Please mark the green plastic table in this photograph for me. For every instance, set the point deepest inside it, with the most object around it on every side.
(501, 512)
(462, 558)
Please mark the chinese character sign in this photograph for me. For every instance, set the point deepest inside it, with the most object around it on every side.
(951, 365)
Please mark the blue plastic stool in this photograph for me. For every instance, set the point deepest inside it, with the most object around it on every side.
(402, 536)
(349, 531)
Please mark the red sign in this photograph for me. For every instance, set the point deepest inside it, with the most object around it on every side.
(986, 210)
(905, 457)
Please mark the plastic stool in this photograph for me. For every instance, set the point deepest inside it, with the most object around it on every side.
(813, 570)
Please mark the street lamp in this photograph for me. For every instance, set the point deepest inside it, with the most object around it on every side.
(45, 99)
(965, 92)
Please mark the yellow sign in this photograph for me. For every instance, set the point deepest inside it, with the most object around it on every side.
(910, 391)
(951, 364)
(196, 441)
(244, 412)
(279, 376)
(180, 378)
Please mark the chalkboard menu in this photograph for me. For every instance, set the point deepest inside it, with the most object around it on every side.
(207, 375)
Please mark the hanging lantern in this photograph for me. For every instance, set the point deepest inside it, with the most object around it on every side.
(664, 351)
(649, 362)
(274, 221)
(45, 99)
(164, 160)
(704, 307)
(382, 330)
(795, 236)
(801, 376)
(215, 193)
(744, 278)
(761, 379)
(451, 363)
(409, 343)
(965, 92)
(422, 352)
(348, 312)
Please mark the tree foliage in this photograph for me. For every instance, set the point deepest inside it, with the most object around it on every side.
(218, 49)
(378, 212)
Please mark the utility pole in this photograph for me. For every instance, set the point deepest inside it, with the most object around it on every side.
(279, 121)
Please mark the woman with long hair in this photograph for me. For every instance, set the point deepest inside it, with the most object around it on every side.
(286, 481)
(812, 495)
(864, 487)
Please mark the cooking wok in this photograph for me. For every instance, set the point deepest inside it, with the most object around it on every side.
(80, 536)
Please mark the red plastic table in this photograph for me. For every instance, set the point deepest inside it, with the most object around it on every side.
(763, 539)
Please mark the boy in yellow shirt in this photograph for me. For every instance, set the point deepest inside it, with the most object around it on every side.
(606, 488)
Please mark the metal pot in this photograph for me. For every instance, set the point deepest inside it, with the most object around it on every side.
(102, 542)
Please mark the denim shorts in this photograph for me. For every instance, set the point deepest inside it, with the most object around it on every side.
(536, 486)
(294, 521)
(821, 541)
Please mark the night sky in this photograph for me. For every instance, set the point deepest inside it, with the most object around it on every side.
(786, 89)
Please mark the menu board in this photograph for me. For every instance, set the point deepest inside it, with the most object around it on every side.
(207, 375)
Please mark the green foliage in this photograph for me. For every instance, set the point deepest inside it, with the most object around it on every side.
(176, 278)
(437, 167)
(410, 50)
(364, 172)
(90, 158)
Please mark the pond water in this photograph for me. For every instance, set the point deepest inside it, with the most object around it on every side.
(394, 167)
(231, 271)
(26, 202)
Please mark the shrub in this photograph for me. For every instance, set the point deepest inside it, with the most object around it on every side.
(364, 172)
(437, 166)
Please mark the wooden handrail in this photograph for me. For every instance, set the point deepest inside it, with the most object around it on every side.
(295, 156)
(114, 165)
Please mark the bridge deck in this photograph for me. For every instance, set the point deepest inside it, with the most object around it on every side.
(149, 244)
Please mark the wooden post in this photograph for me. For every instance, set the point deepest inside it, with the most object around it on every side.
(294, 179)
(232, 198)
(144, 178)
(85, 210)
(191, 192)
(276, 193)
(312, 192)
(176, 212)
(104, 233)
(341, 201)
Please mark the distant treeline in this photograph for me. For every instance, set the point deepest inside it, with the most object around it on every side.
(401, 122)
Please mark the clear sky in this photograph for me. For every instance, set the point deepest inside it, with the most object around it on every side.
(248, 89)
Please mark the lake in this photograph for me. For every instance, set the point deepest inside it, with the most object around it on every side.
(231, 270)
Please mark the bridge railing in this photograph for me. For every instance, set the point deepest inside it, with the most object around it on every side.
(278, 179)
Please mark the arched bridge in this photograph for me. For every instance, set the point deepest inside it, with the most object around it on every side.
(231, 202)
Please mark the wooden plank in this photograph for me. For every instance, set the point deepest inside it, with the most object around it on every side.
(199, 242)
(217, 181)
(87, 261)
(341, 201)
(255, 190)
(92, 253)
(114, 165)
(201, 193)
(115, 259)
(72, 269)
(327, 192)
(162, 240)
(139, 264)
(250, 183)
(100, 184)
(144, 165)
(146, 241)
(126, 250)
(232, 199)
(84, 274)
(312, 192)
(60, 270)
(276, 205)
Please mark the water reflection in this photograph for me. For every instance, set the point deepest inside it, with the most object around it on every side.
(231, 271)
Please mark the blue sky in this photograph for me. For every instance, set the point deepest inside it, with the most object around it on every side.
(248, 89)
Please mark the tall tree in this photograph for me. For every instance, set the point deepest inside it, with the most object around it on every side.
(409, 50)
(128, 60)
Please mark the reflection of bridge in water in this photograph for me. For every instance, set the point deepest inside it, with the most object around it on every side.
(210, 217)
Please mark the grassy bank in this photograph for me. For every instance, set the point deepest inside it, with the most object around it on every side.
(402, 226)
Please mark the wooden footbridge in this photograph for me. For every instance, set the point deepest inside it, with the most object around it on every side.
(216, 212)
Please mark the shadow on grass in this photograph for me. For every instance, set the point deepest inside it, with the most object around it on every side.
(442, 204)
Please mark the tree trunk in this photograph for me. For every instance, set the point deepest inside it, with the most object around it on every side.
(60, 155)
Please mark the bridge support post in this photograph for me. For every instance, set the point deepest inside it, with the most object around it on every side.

....

TRY IT: Retype the records above exactly.

ANSWER BOX:
Please mark the green plastic table in this photograph for me. For every instance, set the point deepest inside it, with the most object around it on every side.
(501, 512)
(462, 558)
Please mark the chinese character sign in this photograph for me. For every instance, set the point deepest inside it, with the most object around it on every side.
(951, 365)
Please mark the blue plastic stool in this photograph for me. For every instance, set the point deepest inside it, with the most object around it on every side.
(402, 536)
(349, 531)
Please mark the red sign in this photograph for me. For every instance, set the point deepest inside it, with the most object around it on every side.
(986, 210)
(905, 457)
Please mark the plastic stool in this photograph for me. For every instance, set the point deepest inside it, with the most object around it on every side.
(813, 570)
Please mark the street lamp in this photograph for me. For every instance, set the point deepest inside it, with the most object around it on every side.
(45, 99)
(965, 92)
Please mark the yellow sign in this photograph for me. For every instance, set the point deepest inside it, with the most object around it on every side.
(910, 391)
(951, 364)
(196, 441)
(244, 412)
(279, 376)
(180, 378)
Please mark the chalkboard menu in this photograph for me. For every instance, set the point deepest inside it, with the most object around it on every side.
(207, 375)
Please mark the hanging lantern in this photograph for me. For every instance, set the point deepest inside it, with the most object around it on every side.
(664, 351)
(649, 362)
(274, 221)
(45, 99)
(164, 160)
(704, 307)
(382, 330)
(795, 236)
(801, 376)
(215, 193)
(744, 278)
(761, 379)
(451, 363)
(409, 343)
(965, 92)
(422, 352)
(348, 312)
Please mark the tree foliage in this photograph for me. For every instance, set the point deepest inside it, with the most object around it on every side.
(218, 49)
(378, 212)
Please mark the utility pole in this photograph for me. For every instance, set the point deepest inside it, with the most object around it on every side.
(279, 121)
Please mark the woman with long hair in this photograph for me. For every instance, set the point deepest inside it, with the most object around it on every side.
(286, 481)
(812, 495)
(864, 487)
Please mark the cooking wok in this photograph for me. For every instance, set the point deepest inside it, with the most object around it on every side.
(80, 536)
Please mark the red plastic table in this photograph for me. For every instance, set the point deepest inside it, with the most object around it on every side.
(763, 539)
Please mark the boy in yellow shirt in this photograph for me. For every instance, set the point deepest inside it, with the most object around it on every side.
(606, 488)
Please mark the metal pot in this photograph for me. For every instance, set the point deepest inside it, with the most object around it on every side.
(102, 542)
Please mark the denim shorts in this photograph for me. For every instance, set the point deepest inside it, with the most object around it on every side.
(536, 486)
(294, 521)
(821, 541)
Please mark the night sky in this photograph for me. For every instance, set the point deepest inside it, with the most object around it on every side.
(786, 89)
Please mark the menu board in this photograph for me. For every instance, set the point deepest inside it, with the most object around it on every side.
(207, 375)
Please mark the green foliage in this photograph for me. For every instance, set the point deepest inside it, with the most object around it on every side.
(176, 278)
(437, 167)
(410, 50)
(364, 172)
(90, 158)
Please mark the pond water in this photograph for me. For every instance, set the point deepest inside it, with the most object around it on every side.
(394, 167)
(231, 271)
(26, 202)
Please mark the shrub in this photograph for me. For every instance, set the point deepest inside it, with the most object around it on every side.
(364, 172)
(437, 166)
Please mark the wooden handrail in this photograph for me. For every instance, set the point deepest inside it, with the most object around it on every side.
(295, 156)
(114, 165)
Please mark the bridge deck in this photograph for me. For every instance, set the point deepest inside it, with the most object around it on every side.
(149, 244)
Please mark the wooden post in this photograph for me. For every instance, set the point deepest inside it, with the most object around it on every side.
(294, 179)
(232, 198)
(144, 178)
(85, 210)
(191, 192)
(276, 193)
(312, 192)
(176, 212)
(104, 233)
(341, 201)
Please mark the distant treeline in this photograph for me. For every instance, set the point deepest inside it, with the most object around it on every side.
(401, 122)
Please mark the clear sky in this photograph for me. For every instance, set the point deepest inside it, with the most object around it on every side.
(248, 89)
Please mark the lake in this photograph for me. For every instance, set the point deepest inside it, with the most object around it on every side.
(231, 270)
Please mark the bridge railing in this photograph for me. For every instance, set the point deepest inside it, with the most object around it on every side.
(278, 179)
Please mark the arched bridge in this photograph for me. For every instance, set the point deepest inside it, with the most object around it on every side.
(231, 202)
Please mark the wooden plank in this photograph for me. For every instance, set the point deepest inside it, with the most object around it on every side.
(199, 242)
(217, 181)
(87, 261)
(341, 201)
(255, 190)
(92, 253)
(114, 165)
(201, 193)
(115, 259)
(72, 269)
(327, 192)
(162, 240)
(139, 264)
(250, 183)
(100, 184)
(144, 165)
(146, 241)
(126, 250)
(232, 199)
(84, 274)
(312, 192)
(60, 270)
(276, 205)
Please mark the water reflection in this photograph for me. For every instance, set the point deepest inside it, with the most object around it on every side.
(231, 271)
Please mark the blue sky in this photograph for me. For every instance, set the point deepest inside it, with the most object around it on every side.
(248, 89)
Please mark the tall tree in this photograph for me. For every instance, set the point deepest inside it, with the most object around it on every side.
(409, 50)
(128, 60)
Please mark the reflection of bridge in water in this photograph for me. For every instance, set the point deepest inside it, with the most object around it on every side.
(210, 217)
Please mark the grassy bank in this photograph for me. For every instance, set the point deepest inside it, with the most object around it on every side.
(402, 226)
Please mark the wooden footbridge in this photograph for me. For every instance, set the point deepest inside it, with the most object around it on every side.
(216, 212)
Please mark the shadow on grass in this photograph for me. For every instance, set the point deepest inside it, with the most object around it on every side.
(442, 204)
Please mark the tree trunk in this photograph for me. For every instance, set the point deepest inside it, with the most object around it on every side.
(60, 155)
Please mark the bridge support post in this photograph for me. For every instance, set the point deepest inside it, with the most object around it on every side.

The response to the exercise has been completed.